TASK INSTRUCTIONS: Through the last line of the material below, starting at the line with "For every instance of the eyeglasses", return every line exactly and only those.

MATERIAL PROVIDED:
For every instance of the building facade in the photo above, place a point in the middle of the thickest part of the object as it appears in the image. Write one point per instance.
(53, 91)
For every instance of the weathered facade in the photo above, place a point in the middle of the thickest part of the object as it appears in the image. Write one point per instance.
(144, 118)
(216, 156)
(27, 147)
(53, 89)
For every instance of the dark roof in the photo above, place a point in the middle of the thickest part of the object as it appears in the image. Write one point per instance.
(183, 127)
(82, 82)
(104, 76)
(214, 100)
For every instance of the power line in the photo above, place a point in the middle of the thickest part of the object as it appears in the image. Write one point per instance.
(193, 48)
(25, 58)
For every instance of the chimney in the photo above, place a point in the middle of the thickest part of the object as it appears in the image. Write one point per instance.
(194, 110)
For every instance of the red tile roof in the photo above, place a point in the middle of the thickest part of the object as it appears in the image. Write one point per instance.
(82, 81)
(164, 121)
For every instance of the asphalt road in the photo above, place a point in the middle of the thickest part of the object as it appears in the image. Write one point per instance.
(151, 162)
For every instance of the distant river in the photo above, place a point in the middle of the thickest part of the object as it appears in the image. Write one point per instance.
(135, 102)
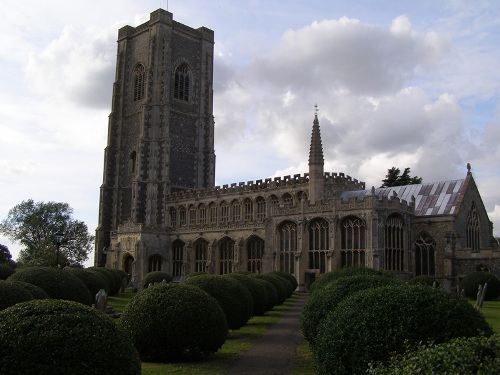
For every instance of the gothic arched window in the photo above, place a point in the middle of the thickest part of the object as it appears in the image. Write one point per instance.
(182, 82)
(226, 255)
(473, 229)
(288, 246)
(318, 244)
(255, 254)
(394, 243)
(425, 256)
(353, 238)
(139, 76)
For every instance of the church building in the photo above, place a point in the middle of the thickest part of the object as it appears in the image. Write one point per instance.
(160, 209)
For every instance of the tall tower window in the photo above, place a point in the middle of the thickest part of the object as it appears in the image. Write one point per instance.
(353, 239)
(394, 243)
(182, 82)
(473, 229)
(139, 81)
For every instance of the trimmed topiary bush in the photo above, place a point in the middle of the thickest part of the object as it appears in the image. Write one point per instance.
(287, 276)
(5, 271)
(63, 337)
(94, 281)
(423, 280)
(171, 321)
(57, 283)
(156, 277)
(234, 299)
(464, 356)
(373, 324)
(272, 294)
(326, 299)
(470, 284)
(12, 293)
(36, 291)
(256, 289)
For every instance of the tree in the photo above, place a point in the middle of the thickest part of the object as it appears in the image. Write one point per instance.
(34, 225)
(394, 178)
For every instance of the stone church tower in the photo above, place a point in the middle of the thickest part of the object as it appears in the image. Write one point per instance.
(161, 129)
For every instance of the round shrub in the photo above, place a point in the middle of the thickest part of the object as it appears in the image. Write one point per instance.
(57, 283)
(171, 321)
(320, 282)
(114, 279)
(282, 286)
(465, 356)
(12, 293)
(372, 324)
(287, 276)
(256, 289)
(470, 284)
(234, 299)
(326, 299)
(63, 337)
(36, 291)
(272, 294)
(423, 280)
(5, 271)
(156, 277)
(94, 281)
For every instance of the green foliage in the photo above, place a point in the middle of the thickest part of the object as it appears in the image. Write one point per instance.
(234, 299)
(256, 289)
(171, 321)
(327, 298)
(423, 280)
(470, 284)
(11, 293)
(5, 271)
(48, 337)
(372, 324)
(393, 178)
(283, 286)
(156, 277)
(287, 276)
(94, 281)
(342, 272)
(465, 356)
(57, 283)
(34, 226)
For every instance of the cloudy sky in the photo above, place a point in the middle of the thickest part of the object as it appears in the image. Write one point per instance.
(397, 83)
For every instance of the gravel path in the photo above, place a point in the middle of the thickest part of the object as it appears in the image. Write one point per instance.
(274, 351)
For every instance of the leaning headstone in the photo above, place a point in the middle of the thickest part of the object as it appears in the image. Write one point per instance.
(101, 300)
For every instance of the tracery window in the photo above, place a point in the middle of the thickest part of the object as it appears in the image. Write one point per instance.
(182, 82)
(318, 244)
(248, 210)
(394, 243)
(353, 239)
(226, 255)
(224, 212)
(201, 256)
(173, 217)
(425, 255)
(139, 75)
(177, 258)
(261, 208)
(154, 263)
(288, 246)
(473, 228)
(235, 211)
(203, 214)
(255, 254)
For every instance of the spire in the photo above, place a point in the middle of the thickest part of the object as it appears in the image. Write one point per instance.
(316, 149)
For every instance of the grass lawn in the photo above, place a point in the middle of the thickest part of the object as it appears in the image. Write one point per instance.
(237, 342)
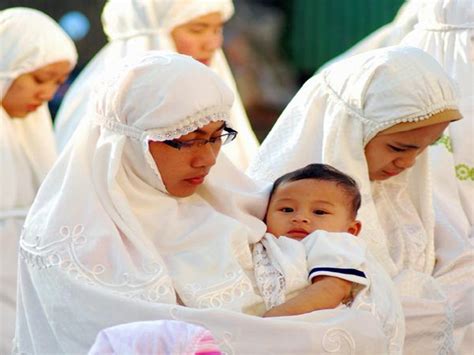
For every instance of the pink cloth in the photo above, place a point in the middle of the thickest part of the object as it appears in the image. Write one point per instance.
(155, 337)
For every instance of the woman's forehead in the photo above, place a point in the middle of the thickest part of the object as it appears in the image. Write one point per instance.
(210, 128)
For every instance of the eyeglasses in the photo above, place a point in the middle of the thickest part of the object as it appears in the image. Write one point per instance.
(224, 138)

SOLUTION TO THIS PROBLEM:
For every instance of the eyeglasses in the photo above, place a point in the middle of the thickest part of the object as it appears in the image. Write one point per instance.
(224, 138)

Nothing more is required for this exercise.